> **Exercise instructions**
Without omitting anything, retype the data that follows.

> **Material**

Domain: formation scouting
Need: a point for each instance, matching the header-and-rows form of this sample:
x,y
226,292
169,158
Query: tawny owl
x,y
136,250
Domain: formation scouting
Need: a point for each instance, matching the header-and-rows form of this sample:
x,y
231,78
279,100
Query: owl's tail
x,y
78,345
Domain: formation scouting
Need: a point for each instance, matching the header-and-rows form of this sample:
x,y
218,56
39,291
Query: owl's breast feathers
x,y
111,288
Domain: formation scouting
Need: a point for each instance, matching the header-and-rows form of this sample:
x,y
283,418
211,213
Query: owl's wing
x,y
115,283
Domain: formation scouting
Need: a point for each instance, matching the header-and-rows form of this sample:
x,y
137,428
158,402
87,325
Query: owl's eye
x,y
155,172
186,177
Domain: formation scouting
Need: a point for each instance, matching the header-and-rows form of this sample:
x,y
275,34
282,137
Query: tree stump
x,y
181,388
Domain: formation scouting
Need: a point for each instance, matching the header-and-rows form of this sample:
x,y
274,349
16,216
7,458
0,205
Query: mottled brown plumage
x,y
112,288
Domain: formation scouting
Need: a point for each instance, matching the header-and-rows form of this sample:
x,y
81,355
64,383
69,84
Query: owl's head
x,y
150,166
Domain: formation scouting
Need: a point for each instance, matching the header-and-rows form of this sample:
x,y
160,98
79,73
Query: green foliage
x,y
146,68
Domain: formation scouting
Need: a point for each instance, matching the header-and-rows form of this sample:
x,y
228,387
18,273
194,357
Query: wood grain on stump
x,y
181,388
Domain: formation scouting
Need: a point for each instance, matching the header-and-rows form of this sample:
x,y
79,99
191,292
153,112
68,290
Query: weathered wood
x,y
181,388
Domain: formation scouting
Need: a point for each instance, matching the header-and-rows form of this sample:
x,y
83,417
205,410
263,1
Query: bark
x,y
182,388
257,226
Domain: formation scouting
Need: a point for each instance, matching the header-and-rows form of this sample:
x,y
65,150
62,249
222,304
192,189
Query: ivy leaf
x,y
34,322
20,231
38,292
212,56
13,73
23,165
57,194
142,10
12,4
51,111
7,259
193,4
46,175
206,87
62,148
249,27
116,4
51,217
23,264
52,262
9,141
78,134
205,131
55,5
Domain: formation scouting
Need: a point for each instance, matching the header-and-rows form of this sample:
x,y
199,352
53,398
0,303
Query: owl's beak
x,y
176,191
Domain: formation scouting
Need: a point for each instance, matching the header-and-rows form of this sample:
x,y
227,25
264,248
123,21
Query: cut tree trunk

> **Exercise answer**
Domain: formation scouting
Need: a point for each instance, matching the header-and-rows form of this sample:
x,y
226,292
169,158
Query: tawny owl
x,y
136,250
Domain: formation scouting
Need: a point for each instance, matching the header-and-rows form of this sample:
x,y
231,78
279,100
Query: owl's tail
x,y
78,345
Domain: formation scouting
Need: a point for each instance, matching the header-and-rows form of this sample:
x,y
218,56
39,291
Query: owl's breast feathers
x,y
111,288
Domain: formation scouting
Need: a point for each instance, matching the header-and-rows form of this sample:
x,y
283,418
211,213
Query: owl's wing
x,y
115,283
Domain: formation scouting
Need: a point for each instance, matching the header-and-rows form of this sample:
x,y
137,428
158,402
87,325
Query: owl's eye
x,y
155,172
186,177
Domain: formation scouting
Need: a point for each instance, matching the header-and-rows form of this sample:
x,y
275,34
282,137
Query: tree stump
x,y
181,388
Domain: formation scouting
Need: a point for each instance, matching the header-and-rows form of this sample:
x,y
274,349
16,216
7,458
0,205
Query: mottled brown plumage
x,y
112,288
Domain: formation scouting
Need: a point for each instance, matching the header-and-rows form of this sample:
x,y
81,355
64,383
69,84
Query: owl's head
x,y
150,166
Domain: formation scouting
Need: a point for each instance, matching the header-and-rows form of this sample:
x,y
160,98
79,73
Query: green foliage
x,y
146,68
Domain: formation scouting
Need: a point for each instance, matching the header-and-rows form of this sample:
x,y
228,387
18,273
194,357
Query: wood grain on stump
x,y
181,388
Domain: formation scouting
Need: a point for each instance, matching the header-and-rows form of this sample:
x,y
79,99
191,292
153,112
68,290
Query: weathered wood
x,y
181,388
Domain: formation scouting
Need: a point for each instance, matching the header-and-rows form of this sample:
x,y
83,417
205,410
263,1
Query: bark
x,y
182,388
257,226
Domain: formation scouting
Need: a point for each instance, matching the header-and-rows form of this sample:
x,y
65,150
62,249
222,304
192,189
Query: ivy leaf
x,y
34,322
20,231
38,292
212,56
13,73
23,165
57,194
142,10
12,4
51,111
7,259
193,4
46,175
206,87
62,148
249,27
116,4
51,217
23,264
52,262
9,141
78,134
205,131
55,5
Domain: formation scouting
Need: a point for each instance, matching the header-and-rows form of this sample:
x,y
199,352
53,398
0,303
Query: owl's beak
x,y
176,191
Domain: formation scouting
Need: a point for each instance, matching the header-and-rows form of this sample:
x,y
227,25
264,248
123,21
Query: cut tree trunk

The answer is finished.